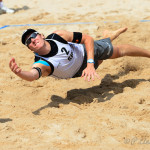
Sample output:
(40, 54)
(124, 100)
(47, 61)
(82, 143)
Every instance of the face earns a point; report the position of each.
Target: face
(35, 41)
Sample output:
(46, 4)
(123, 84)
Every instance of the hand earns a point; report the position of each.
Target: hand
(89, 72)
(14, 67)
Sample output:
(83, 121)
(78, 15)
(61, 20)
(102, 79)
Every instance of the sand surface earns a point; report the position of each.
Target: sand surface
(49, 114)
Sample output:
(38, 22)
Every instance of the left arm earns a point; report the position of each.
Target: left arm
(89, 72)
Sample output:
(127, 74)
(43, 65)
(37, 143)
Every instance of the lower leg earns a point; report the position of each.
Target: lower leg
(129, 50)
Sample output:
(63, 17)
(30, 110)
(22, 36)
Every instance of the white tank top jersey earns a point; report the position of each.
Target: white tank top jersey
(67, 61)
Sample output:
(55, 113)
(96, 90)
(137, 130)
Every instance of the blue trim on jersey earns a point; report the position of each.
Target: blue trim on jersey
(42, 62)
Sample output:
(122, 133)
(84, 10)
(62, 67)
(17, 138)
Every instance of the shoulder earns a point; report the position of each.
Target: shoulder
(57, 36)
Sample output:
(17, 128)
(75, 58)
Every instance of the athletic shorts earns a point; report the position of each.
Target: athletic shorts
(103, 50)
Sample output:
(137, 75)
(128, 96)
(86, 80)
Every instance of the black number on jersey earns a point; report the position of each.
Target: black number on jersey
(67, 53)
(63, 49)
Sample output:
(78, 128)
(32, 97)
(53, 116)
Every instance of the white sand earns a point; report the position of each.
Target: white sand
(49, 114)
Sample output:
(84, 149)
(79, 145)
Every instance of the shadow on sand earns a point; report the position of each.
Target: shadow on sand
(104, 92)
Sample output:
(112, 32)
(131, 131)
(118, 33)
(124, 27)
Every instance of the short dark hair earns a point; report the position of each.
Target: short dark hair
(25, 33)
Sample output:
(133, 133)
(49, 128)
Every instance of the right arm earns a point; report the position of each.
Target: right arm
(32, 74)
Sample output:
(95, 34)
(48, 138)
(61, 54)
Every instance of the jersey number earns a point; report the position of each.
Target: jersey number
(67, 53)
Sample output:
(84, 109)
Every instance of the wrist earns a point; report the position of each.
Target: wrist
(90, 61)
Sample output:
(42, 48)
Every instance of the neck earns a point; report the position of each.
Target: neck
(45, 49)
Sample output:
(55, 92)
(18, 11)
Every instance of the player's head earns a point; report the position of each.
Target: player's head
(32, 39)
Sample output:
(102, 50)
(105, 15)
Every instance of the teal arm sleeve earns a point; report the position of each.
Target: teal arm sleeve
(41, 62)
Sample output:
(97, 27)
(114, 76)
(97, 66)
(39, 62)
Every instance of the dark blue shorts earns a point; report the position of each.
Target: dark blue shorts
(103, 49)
--
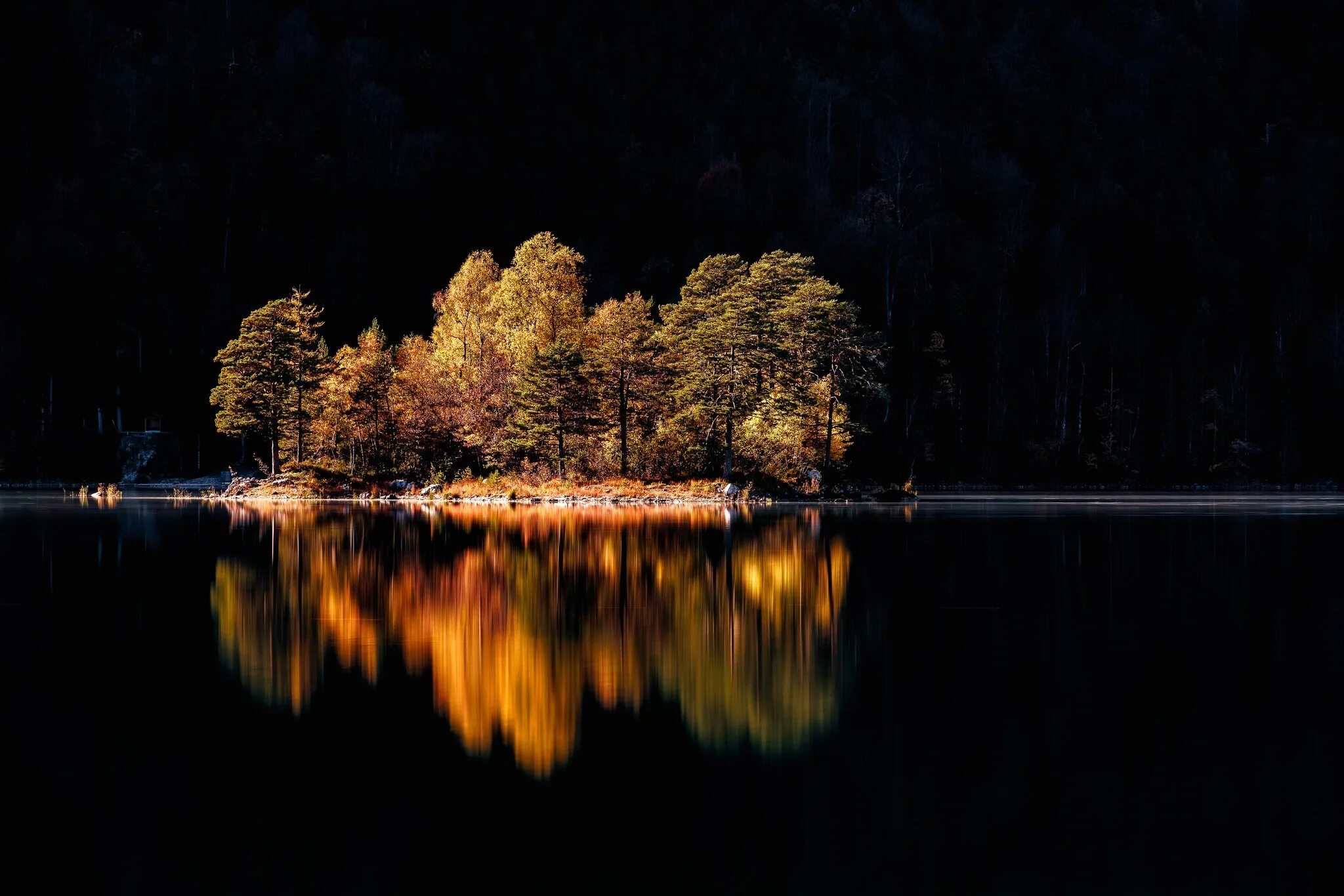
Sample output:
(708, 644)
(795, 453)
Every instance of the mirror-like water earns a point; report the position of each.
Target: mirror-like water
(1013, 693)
--
Transcribe the lines above between the line holding "Target: left arm" and the line holding "Every instance of the white tank", inclusive, exactly as they stand and with nothing added.

▶ _Answer for the task_:
Target: left arm
(89, 72)
Sample output:
(127, 74)
(43, 65)
(37, 143)
Every instance of the lower leg earns a point; report the position of each.
Target: lower leg
(129, 50)
Sample output:
(63, 17)
(30, 110)
(22, 36)
Every instance of the white tank top jersey earns a point; report the position of each.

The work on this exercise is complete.